» WHAT YOU WILL DO
Only the line with "Find: white cloud" and the lines after it, to the end of the data, should appear in the answer, each reproduced exactly.

» SOURCE INFORMATION
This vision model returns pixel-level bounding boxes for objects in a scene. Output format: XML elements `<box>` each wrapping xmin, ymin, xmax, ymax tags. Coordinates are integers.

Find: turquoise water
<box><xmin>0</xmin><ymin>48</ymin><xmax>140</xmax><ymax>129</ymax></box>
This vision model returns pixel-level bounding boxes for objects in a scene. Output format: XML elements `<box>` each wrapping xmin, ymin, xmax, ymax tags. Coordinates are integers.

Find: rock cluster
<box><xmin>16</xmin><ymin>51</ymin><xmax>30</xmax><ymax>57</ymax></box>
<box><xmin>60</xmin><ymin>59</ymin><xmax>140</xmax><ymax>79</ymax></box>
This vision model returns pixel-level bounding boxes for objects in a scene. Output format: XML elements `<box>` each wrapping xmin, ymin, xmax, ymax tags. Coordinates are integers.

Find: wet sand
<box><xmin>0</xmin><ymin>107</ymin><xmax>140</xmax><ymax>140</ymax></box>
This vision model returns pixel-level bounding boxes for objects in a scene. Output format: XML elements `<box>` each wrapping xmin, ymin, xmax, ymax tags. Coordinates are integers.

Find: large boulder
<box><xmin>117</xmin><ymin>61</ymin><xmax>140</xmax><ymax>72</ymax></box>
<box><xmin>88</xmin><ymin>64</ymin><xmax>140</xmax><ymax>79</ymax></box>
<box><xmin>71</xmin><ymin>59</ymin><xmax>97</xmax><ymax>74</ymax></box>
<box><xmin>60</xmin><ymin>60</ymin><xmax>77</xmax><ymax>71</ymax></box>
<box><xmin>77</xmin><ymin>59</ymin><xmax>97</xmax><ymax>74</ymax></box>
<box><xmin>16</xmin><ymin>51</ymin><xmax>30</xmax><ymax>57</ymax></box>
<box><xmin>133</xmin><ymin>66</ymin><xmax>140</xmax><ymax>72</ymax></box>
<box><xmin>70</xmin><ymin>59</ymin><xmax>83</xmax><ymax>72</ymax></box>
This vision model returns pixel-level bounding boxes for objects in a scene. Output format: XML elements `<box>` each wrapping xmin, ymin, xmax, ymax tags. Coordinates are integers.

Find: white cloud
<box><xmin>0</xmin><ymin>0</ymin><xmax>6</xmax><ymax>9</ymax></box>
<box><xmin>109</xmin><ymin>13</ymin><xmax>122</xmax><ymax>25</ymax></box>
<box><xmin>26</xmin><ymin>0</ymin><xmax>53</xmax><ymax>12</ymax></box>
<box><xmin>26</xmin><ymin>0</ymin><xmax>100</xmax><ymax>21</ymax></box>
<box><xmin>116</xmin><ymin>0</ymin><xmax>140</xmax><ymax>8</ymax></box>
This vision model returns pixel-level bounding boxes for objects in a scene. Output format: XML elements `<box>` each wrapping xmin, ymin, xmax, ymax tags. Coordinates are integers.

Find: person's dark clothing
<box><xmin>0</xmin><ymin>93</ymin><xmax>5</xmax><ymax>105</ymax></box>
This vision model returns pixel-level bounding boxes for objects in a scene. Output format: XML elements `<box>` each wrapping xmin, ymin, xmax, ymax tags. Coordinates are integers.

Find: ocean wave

» ANSWER FOR THE TASK
Find: white cloud
<box><xmin>0</xmin><ymin>0</ymin><xmax>6</xmax><ymax>9</ymax></box>
<box><xmin>109</xmin><ymin>13</ymin><xmax>122</xmax><ymax>25</ymax></box>
<box><xmin>26</xmin><ymin>0</ymin><xmax>53</xmax><ymax>12</ymax></box>
<box><xmin>26</xmin><ymin>0</ymin><xmax>100</xmax><ymax>21</ymax></box>
<box><xmin>116</xmin><ymin>0</ymin><xmax>140</xmax><ymax>8</ymax></box>
This vision model returns pixel-level bounding boxes for objects in a scene. Output format: XML elements `<box>` each wrapping xmin, ymin, xmax, ymax tags. Coordinates are integers.

Find: person's dark clothing
<box><xmin>0</xmin><ymin>93</ymin><xmax>5</xmax><ymax>105</ymax></box>
This vision model returns pixel-level bounding boxes for objects in a scene. Output format: XML elements `<box>` each wrapping xmin, ymin, xmax, ymax tags. Coordinates are integers.

Find: ocean wave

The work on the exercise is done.